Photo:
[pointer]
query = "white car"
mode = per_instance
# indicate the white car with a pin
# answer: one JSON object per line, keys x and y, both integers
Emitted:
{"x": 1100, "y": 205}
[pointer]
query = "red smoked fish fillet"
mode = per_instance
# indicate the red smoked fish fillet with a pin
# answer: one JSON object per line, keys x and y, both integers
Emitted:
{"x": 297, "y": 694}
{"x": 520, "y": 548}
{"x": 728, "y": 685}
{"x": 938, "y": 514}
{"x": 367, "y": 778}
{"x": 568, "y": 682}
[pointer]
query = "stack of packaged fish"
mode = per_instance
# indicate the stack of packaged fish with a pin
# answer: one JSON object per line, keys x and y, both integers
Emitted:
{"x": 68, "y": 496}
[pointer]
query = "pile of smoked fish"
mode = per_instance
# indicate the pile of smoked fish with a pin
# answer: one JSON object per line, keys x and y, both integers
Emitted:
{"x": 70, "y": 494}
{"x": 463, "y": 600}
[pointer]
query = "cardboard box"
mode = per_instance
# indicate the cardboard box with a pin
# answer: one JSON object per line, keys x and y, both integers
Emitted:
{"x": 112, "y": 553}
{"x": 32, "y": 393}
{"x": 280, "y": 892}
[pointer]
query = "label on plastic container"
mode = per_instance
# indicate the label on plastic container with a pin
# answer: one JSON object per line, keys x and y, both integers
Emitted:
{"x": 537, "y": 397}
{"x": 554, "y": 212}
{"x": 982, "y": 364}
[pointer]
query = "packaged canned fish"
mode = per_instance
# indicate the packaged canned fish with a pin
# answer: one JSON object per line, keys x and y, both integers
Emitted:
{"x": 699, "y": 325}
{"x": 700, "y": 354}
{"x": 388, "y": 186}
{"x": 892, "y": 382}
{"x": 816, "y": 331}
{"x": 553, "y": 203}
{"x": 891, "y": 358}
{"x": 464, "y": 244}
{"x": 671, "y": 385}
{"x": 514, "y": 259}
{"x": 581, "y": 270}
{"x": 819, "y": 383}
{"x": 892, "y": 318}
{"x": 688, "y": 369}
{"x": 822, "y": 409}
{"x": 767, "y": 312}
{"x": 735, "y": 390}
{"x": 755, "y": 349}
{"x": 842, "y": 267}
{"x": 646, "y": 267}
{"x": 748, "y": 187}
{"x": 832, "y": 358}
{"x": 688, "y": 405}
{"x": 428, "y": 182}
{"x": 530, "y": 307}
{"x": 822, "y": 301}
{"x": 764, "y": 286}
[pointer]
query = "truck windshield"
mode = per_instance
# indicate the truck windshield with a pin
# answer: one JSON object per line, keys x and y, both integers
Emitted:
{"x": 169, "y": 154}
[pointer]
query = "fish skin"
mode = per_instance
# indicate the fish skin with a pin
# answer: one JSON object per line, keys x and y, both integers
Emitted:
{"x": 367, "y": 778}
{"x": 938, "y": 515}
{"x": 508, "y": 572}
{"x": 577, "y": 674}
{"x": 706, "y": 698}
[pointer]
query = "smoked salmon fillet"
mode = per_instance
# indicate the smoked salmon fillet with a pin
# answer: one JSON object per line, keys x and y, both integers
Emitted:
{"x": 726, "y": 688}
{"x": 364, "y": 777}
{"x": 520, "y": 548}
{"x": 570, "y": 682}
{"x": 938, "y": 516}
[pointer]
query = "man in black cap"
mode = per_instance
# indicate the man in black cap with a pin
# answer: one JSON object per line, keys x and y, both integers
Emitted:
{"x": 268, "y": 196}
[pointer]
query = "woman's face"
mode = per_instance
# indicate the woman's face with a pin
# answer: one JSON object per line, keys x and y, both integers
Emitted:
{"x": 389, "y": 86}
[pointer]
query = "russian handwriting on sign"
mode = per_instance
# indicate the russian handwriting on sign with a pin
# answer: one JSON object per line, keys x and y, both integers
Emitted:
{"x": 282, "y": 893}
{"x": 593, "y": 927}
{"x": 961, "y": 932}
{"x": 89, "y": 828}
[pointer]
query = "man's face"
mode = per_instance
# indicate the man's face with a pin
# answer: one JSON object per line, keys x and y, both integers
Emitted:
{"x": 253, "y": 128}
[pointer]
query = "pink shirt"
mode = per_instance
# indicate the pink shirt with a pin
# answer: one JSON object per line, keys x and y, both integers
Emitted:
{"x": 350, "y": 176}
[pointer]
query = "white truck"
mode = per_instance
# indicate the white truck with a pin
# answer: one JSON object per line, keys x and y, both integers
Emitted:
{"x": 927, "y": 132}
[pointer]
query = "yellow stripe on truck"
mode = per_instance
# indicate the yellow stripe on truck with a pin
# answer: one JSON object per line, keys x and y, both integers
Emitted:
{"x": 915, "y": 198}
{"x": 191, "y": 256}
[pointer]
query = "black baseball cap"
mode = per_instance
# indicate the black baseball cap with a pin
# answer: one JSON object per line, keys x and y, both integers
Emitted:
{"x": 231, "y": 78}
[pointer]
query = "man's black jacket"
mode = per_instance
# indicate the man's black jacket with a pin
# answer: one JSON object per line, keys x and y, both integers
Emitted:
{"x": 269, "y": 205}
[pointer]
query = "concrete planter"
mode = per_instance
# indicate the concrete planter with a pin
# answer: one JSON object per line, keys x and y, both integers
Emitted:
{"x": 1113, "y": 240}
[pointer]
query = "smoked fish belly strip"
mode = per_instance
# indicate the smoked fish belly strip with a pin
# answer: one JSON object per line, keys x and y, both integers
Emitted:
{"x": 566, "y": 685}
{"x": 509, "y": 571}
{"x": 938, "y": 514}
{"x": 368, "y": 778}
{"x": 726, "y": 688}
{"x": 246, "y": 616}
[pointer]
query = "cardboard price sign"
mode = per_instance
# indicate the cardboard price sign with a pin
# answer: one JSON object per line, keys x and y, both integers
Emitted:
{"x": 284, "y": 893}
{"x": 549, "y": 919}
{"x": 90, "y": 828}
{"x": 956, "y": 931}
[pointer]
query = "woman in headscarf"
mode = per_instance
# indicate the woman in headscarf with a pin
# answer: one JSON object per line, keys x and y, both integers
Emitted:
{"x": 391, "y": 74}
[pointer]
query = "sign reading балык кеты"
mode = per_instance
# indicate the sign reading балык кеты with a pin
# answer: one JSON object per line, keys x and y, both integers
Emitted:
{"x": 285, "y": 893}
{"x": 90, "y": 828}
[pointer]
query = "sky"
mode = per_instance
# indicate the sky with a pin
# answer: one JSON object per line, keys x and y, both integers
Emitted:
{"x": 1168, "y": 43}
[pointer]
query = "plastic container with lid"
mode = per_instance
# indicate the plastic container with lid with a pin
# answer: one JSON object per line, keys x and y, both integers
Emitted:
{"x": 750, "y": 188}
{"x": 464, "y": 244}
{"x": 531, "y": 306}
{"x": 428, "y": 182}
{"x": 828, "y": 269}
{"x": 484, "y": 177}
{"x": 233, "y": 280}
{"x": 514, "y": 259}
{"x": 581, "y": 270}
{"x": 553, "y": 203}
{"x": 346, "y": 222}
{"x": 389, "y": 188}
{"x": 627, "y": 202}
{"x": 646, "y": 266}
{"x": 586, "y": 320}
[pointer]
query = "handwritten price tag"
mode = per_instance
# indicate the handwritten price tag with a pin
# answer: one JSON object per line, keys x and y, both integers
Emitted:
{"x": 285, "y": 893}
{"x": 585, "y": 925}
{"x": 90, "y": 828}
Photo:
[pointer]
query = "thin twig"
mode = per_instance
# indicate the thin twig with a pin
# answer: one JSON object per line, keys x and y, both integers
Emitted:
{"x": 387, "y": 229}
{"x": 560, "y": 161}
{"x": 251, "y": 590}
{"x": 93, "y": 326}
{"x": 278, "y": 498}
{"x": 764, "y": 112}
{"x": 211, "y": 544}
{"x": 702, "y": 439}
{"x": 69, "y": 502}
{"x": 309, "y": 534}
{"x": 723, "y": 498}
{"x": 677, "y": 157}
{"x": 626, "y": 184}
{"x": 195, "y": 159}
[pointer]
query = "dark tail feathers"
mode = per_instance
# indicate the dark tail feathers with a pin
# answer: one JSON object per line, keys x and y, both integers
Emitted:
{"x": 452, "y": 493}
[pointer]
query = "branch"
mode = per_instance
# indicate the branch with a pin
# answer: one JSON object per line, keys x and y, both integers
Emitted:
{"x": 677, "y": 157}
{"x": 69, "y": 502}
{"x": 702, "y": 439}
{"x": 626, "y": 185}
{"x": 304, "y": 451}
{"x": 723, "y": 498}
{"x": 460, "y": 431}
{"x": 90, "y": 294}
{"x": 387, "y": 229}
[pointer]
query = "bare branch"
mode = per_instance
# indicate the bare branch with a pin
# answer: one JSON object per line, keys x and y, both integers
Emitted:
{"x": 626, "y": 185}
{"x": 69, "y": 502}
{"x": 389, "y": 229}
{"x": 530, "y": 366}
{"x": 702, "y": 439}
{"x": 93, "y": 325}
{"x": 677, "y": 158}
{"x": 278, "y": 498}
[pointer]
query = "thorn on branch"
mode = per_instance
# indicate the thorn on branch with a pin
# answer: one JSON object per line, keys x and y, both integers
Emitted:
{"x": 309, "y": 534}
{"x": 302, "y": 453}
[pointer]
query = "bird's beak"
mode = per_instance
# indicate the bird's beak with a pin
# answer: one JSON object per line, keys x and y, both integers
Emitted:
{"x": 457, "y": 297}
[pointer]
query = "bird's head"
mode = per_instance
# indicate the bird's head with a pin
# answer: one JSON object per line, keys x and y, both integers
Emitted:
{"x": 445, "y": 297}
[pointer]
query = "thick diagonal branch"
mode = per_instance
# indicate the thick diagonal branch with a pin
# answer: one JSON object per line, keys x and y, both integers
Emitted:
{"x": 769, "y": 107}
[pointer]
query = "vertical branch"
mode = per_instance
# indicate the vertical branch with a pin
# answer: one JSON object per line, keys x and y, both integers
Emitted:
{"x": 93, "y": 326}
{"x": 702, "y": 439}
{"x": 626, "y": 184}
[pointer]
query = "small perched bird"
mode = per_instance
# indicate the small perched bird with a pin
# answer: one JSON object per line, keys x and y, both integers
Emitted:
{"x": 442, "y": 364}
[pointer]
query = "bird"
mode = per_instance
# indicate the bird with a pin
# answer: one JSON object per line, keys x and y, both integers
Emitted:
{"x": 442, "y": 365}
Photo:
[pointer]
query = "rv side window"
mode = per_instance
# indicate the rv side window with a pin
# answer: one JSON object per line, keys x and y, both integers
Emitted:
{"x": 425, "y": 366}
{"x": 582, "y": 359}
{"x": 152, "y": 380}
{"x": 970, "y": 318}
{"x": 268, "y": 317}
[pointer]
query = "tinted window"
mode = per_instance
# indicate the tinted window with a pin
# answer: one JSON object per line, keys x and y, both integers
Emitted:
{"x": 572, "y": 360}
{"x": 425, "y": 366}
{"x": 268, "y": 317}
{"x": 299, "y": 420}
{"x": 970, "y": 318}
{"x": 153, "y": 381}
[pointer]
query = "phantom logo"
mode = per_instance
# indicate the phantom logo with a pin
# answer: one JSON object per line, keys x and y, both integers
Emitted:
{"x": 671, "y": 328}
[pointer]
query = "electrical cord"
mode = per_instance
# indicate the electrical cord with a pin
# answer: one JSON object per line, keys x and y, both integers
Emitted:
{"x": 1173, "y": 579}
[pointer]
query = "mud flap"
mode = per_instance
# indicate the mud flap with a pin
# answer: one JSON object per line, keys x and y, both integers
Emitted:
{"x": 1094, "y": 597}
═══
Print each line, exactly as written, from the one that contains "# indicate the vertical branch with a pin" to the end of the data above, with both end lines included and nothing else.

# indicate the vertical branch with a pin
# answer: one JSON object per line, keys x and y, both integers
Emitted:
{"x": 93, "y": 326}
{"x": 702, "y": 439}
{"x": 626, "y": 184}
[pointer]
query = "small perched bird"
mode = per_instance
# indicate the small perched bird with a pin
# answer: one JSON object per line, keys x and y, both integers
Emitted:
{"x": 442, "y": 364}
[pointer]
query = "bird"
mode = per_instance
# indicate the bird with a pin
# answer: one JSON object per line, keys x and y, both integers
Emitted:
{"x": 442, "y": 365}
Photo:
[pointer]
query = "rv side window"
mode = per_instance
# indicate the rv side window with a pin
# answer: one JSON object per line, keys x and y, both integers
Emitted:
{"x": 425, "y": 366}
{"x": 582, "y": 359}
{"x": 152, "y": 380}
{"x": 970, "y": 318}
{"x": 268, "y": 317}
[pointer]
query = "tinted window"
mode = per_instance
# indicate the tinted window with a pin
# answer: one JSON object per line, keys x and y, both integers
Emitted:
{"x": 572, "y": 360}
{"x": 425, "y": 366}
{"x": 268, "y": 317}
{"x": 299, "y": 420}
{"x": 970, "y": 318}
{"x": 153, "y": 381}
[pointer]
query = "phantom logo"
mode = per_instance
# indicate the phantom logo with a pin
# answer: one JSON object per line, keys x and y, both integers
Emitted:
{"x": 671, "y": 328}
[pointer]
query = "electrical cord"
mode = per_instance
# indicate the electrical cord with a pin
# answer: one JSON object per line, keys x and y, both integers
Emitted:
{"x": 1173, "y": 579}
[pointer]
query = "mud flap"
mode = per_instance
# indicate the mud flap with a pin
# answer: one JSON object per line, keys x and y, both integers
Emitted:
{"x": 1094, "y": 597}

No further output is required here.